(Dataset entries)
•••

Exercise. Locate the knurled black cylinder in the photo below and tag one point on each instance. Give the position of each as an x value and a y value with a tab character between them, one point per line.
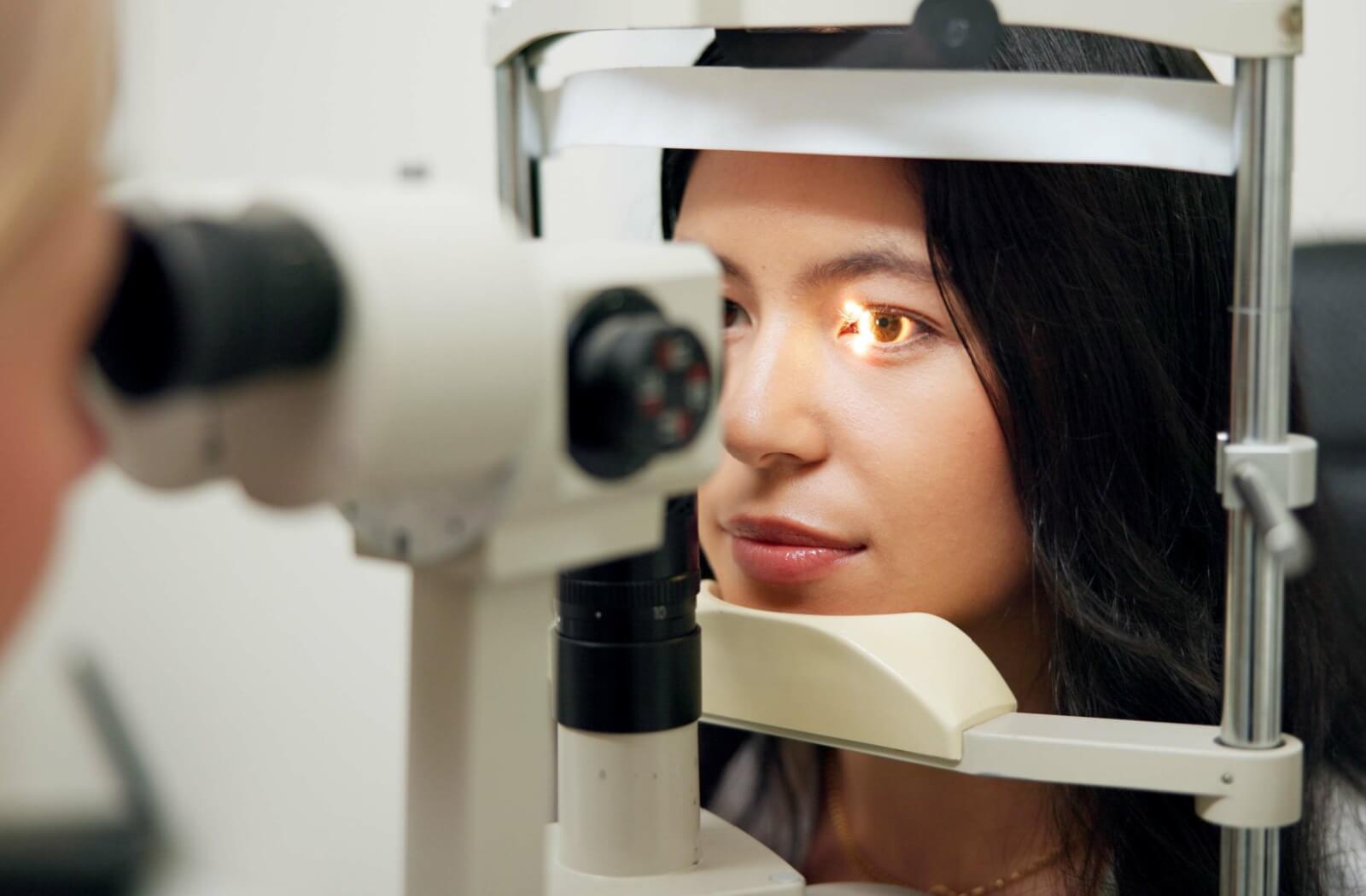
628	687
628	612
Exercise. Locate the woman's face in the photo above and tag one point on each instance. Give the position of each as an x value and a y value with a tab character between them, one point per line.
51	300
865	470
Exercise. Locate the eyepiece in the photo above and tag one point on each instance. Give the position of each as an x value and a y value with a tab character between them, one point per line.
202	304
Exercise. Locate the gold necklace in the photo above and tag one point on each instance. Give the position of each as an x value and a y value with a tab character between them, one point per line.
855	857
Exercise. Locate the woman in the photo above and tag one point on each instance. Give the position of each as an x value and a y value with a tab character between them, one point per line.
990	393
56	250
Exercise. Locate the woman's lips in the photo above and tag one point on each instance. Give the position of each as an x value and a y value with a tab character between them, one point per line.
785	554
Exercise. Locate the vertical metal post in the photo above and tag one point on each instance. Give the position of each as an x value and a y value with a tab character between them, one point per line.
1264	96
518	166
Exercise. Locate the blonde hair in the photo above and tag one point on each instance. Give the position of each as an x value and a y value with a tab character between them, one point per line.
55	79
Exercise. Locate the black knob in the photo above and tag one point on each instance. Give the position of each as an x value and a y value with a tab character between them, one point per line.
639	386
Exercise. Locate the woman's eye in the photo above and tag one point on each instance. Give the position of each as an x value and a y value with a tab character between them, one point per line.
888	328
884	328
733	314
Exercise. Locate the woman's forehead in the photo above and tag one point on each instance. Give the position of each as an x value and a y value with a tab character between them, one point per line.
744	204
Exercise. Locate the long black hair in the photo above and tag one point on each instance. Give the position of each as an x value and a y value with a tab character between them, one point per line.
1097	298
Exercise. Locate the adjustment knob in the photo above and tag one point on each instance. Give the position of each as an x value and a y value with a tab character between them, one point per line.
639	386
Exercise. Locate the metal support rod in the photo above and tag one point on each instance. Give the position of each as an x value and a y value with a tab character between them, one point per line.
1260	413
518	167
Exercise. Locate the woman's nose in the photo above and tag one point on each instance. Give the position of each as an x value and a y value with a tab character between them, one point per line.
771	404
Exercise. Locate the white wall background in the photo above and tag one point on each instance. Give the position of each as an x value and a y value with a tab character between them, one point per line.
263	666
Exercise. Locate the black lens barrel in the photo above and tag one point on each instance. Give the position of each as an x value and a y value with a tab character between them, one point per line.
202	304
628	653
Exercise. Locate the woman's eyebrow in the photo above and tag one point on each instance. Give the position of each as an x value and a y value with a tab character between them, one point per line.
861	264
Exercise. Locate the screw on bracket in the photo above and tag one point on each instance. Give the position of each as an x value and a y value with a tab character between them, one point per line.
1293	20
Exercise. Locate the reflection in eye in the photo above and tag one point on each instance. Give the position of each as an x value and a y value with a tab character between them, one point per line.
733	314
876	327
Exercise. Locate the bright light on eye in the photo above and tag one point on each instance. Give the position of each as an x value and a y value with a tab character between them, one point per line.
861	318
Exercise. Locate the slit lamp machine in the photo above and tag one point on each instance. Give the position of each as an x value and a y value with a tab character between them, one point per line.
331	343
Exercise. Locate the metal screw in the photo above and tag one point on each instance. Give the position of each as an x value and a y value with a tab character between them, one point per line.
1293	20
956	33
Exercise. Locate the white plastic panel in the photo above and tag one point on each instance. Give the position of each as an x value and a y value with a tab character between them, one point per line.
985	116
906	682
1240	27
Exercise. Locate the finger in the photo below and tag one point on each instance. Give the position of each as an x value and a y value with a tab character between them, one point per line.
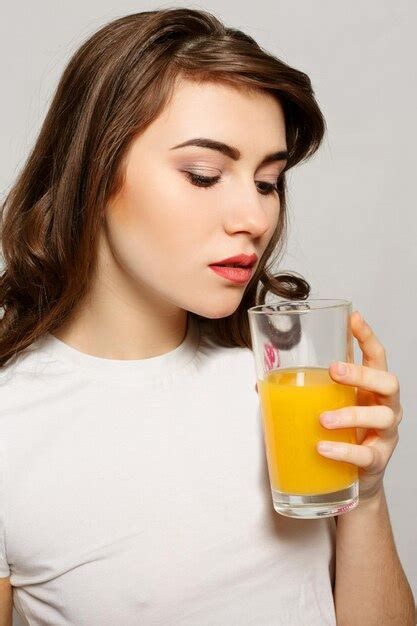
380	418
366	457
373	352
381	382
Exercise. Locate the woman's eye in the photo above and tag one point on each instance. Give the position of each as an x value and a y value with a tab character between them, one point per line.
205	181
202	181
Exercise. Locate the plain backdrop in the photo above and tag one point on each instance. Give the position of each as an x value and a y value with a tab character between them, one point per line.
352	207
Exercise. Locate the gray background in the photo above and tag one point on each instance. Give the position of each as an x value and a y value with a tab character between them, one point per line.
352	207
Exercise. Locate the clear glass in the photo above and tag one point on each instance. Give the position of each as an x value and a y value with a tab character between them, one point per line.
293	344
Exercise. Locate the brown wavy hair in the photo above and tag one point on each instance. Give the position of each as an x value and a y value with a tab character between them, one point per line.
115	84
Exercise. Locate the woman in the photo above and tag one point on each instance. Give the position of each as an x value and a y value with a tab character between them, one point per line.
134	485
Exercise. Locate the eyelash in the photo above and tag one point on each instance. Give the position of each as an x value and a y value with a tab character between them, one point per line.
205	182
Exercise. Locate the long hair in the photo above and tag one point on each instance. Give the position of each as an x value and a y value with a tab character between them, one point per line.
113	87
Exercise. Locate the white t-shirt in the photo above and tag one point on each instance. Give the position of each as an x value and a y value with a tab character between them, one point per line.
135	492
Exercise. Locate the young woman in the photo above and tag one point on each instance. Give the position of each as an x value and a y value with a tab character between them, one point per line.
134	487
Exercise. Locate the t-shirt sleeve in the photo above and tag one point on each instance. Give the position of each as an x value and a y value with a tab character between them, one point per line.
4	566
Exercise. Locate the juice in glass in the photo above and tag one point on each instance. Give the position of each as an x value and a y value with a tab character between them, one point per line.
291	401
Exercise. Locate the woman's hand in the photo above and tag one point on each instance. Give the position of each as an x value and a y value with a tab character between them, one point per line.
377	416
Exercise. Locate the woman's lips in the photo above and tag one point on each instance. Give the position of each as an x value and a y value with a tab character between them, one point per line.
239	275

•••

• [EXERCISE GOAL] Print every record above exactly as written, leaving out the pictures.

• [ANSWER TO THIS TASK]
Exercise. Locate the knurled black cylinder in the photo below and tag one point on each instance. Give the position of each as an x value and a y value with a tab character between them, one point per line.
628	687
628	612
Exercise. Locate the woman's face in the photo above and tag one point on each instance. Give the position of each as an x value and a y value with a tab character between them, one point per line.
51	300
865	470
Exercise. Locate the eyepiece in the photo above and tag one point on each instance. Give the position of each as an x value and a y value with a tab character between them, one point per line.
202	304
Exercise. Locate the gold necklace in the photo above and tag one point on each instance. Give the position of each as an x value and a y value with a tab character between them, one point per line.
855	857
Exercise. Locate the woman in the photo above and tag one point on each instance. Give the position of each as an x value and a y value with a tab character between them, one point per line.
990	393
56	250
Exercise. Locate the woman's lips in the photo above and tag one point on each instance. Give the position of each as an x value and a y value with a tab character between them, one point per line.
785	554
Exercise. Locate the vertical metal post in the photo above and tag one point on each instance. Give the position of each as an x value and a y value with a tab character between them, one point per line.
1264	96
518	166
Exercise. Locate the blonde hair in the photo above and tag one point on each instance. Give the position of each as an x value and a y value with a tab character between them, one point per line.
55	79
Exercise. Locate the black knob in the photo above and tag one point on each instance. Give the position of each as an x value and a y value with a tab character between them, one point per line.
639	386
Exercise. Locate the woman's eye in the photo above and tag one point on each instance. Give the position of each as an x value and a y value with a tab character between them, one point per line.
888	328
884	328
733	314
Exercise. Locate the woman's forehead in the photo above and tag one point on each instance. Give the position of each as an x value and a y value with a tab character between them, one point per line.
744	204
Exercise. Locate the long black hair in the photo above and tag one point on each instance. Give the position of each as an x value and a y value with a tab character between them, one point per line.
1097	298
Exercise. Locate the adjustment knob in the photo above and tag one point on each instance. Give the position of each as an x value and a y value with a tab character between them, one point per line.
639	386
Exercise. Locate the metal support rod in the photo above and tag one point on each instance. Give the position of each as an x value and a y value with a tab character between them, one point per line.
1260	413
518	167
Exercise. Locate the woman's nose in the photo above and tag one point on each instance. Give the position of each as an x value and a y value with a tab character between them, one point per line.
771	404
Exercise. Locate the white wall background in the photo above and tag one point on each instance. Give the position of each as an x value and a y value with a tab character between them, one point per line.
263	666
Exercise. Locate the black lens barrel in the photo above and tag one point on each instance. Give the position of each as an x value and a y value with a tab character between them, one point per line.
202	304
628	653
Exercise. Locate the woman's eyebrow in the photo above and tag one point on each instance. Give the position of each as an x value and a y value with a tab character between them, one point per line.
861	264
Exercise. Locate the screw on bracket in the photo above and tag one point on each instance. Give the position of each as an x value and a y value with a tab character between them, one point per line.
1293	20
Exercise. Locate the reflection in eye in the photo above and tag one point on each instance. Give the position of each as an x value and a y value with a tab character between them, one point per line.
733	314
876	327
Exercise. Locate the bright light on eye in the photo above and tag one point on each instance. Give the position of each as an x value and a y value with a tab character between them, one point per line.
861	318
Exercise. Locate the slit lamp machine in the photo above and tag one point on each instance. Give the position of each as an x value and a y value with a tab character between them, one point per line.
331	343
Exercise. Locate the metal screw in the photo above and tag one point on each instance. Give the position of each as an x value and a y value with a tab character between them, one point per line.
1293	20
956	33
Exercise. Locate the white plastic panel in the photo above and tag one point on each instance. Give the position of each as an x value and a y value with a tab character between them, one point per line.
985	116
906	682
1240	27
Exercise. Locate the finger in the photo below and tag one point on each instance. Give the position of each as an x value and a y value with a tab character between them, one point per line.
380	418
366	457
373	352
381	382
Exercise. Locate the woman's eye in the photo above and tag one point on each instance. Give the position of each as an x value and a y value with a tab character between them, one point per line.
205	181
202	181
Exercise. Locate the plain backdrop in the photo above and tag one point on each instance. Give the position of each as an x value and a y value with a tab character between them, one point per line.
352	207
Exercise. Locate the gray background in the photo above and tag one point on each instance. Give the position of each as an x value and a y value with a tab character between them, one point per line.
352	207
Exercise. Locate the clear glass in the photo above and tag one point on each instance. Give the position of each as an x value and a y value with a tab character between them, one point per line.
293	344
Exercise. Locate the brown wavy hair in the photo above and tag one point on each instance. Give the position of each as an x value and a y value with a tab character between them, one point per line.
115	84
Exercise. Locate the woman in the photo above and tag one point on each instance. Give the position of each as an x value and a y value with a tab character between them, one point per line.
134	485
Exercise. Locate the eyelash in the photo above and tag one point on each instance. Give the position of each as an x value and a y value with a tab character between them, one point per line.
205	182
Exercise. Locate the long hair in the photo above and tag one point on each instance. Give the position of each as an x value and a y value with a tab character between them, one point per line.
113	87
Exercise. Locate the white t-shirt in the photo above and tag one point on each instance. Give the position of each as an x value and a y value with a tab character between them, one point per line.
135	492
Exercise. Locate the young woman in the photo above and tag one point on each instance. Give the position of each as an x value and a y value with a tab character between them, one point per line.
134	487
Exercise. Locate the t-shirt sleeve in the photo above and tag one point on each instance. Give the position of each as an x value and a y value with a tab character between them, one point per line.
4	566
Exercise. Locate the juice in glass in the photo above and tag one point on each instance. Give the position of each as an x value and a y value with a tab character between them, one point per line.
291	401
Exercise. Locate the woman's hand in the photo above and tag one point on each instance. Give the position of each as an x value and a y value with a tab character between them, one point per line.
377	416
Exercise. Locate the woman's lips in the photo above and tag one point on each instance. Give the position of each as an x value and a y value with a tab character between them, one point per line.
239	275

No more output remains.